LISTED RECORDS
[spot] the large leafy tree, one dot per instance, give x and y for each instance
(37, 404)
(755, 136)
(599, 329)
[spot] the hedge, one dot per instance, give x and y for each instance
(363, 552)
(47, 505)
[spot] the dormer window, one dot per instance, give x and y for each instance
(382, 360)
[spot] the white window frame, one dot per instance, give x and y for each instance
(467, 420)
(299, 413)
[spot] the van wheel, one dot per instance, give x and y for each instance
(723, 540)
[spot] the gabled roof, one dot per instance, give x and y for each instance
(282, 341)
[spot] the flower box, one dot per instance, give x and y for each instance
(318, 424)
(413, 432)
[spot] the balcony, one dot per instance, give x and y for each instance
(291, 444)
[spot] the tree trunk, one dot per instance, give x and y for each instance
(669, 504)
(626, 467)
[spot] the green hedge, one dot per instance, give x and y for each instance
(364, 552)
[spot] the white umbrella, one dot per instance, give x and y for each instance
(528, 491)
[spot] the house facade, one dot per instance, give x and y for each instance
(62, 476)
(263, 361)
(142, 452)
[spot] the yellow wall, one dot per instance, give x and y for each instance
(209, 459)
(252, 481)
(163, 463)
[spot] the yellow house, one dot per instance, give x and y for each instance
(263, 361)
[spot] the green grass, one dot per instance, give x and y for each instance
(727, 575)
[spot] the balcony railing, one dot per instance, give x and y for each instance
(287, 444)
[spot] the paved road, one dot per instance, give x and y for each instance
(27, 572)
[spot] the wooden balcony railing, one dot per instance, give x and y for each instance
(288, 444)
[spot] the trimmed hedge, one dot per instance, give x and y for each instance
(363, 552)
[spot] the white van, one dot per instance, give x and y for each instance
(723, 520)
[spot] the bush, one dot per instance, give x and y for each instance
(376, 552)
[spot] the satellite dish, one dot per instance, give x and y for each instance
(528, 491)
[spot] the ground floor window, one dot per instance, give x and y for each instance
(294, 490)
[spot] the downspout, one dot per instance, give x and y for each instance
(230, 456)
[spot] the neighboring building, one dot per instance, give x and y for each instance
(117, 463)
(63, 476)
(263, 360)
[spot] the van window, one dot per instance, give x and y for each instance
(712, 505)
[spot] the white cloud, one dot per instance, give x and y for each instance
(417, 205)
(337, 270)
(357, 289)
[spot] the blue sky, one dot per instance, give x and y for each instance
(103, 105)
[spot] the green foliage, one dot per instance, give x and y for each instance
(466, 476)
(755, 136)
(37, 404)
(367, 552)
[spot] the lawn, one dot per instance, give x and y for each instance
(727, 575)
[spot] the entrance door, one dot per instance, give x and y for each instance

WHAT YOU ARE ASKED TO DO
Give all of the rows above as a JSON list of strings, one string per line, with blank lines left out.

WRITTEN SOLUTION
[
  "[spot] the large leafy tree, one dot per instance, give x and y for each instance",
  "(37, 404)",
  "(755, 136)",
  "(599, 329)",
  "[spot] the hedge, one dot per instance, give x and y for each instance",
  "(363, 552)",
  "(47, 505)",
  "[spot] the dormer window, one dot per instance, give x and y for each instance",
  "(382, 360)",
  "[spot] the white window frame, one dot per instance, give x and y for each instance",
  "(467, 420)",
  "(299, 413)",
  "[spot] the van wheel, one dot per instance, give x and y for each instance",
  "(723, 540)",
  "[spot] the gabled roof, one dot per instance, give x and y for each instance",
  "(282, 341)",
  "[spot] the flower box, one dot per instance, give x and y for each instance",
  "(318, 424)",
  "(413, 432)",
  "[spot] the balcony, one dot per instance, give x and y for each instance",
  "(291, 444)",
  "[spot] the tree trunk, one dot per instance, give x and y for each instance",
  "(669, 504)",
  "(626, 467)",
  "[spot] the green hedge, one dot per instance, give x and y for each instance",
  "(364, 552)",
  "[spot] the white umbrella, one dot per instance, give x and y for each instance",
  "(528, 491)",
  "[spot] the house facade, one dot per instance, give x and y for each instance",
  "(62, 476)",
  "(263, 361)",
  "(142, 452)",
  "[spot] the yellow wall, one dot per instance, give x and y for each instance",
  "(209, 459)",
  "(252, 481)",
  "(163, 463)",
  "[spot] the yellow house, one dot per instance, give x and y for each instance",
  "(263, 361)",
  "[spot] the green grass, one dot per instance, give x and y for each instance",
  "(727, 575)",
  "[spot] the balcony railing, one dot per instance, give x and y for each instance",
  "(287, 444)",
  "[spot] the paved road, one dot per instance, give x and y for each instance",
  "(27, 572)",
  "[spot] the wooden balcony railing, one dot per instance, give x and y for each instance",
  "(288, 444)",
  "[spot] the trimmed hedge, one dot per instance, give x and y for each instance",
  "(363, 552)",
  "[spot] the white van, one dot per instance, give x and y for each instance",
  "(723, 520)",
  "[spot] the bush, one dot per instance, give x and y for each instance",
  "(376, 552)",
  "[spot] the satellite dish, one dot per instance, give x and y for each instance",
  "(528, 491)",
  "[spot] the ground floor window, one dot per instance, give x and y for each instance",
  "(294, 490)",
  "[spot] the downspout, one dot per instance, give x and y for each instance",
  "(230, 456)",
  "[spot] the neighboring building, one dot per instance, give x and y for each instance",
  "(117, 463)",
  "(63, 476)",
  "(263, 360)",
  "[spot] the van window, one dot per instance, give x and y for each instance",
  "(712, 505)",
  "[spot] the white cloud, one dot per instance, give x and y for each instance",
  "(417, 205)",
  "(337, 270)",
  "(357, 289)",
  "[spot] the blue sky, one dot per instance, give x and y for each instance",
  "(103, 105)",
  "[spot] the green foliage, one dot per instance, give x and y for each instance",
  "(466, 476)",
  "(755, 136)",
  "(37, 404)",
  "(367, 552)",
  "[spot] the lawn, one dot per instance, give x and y for each instance",
  "(727, 575)",
  "[spot] the entrance door, one dot per instance, give x and y for each instance"
]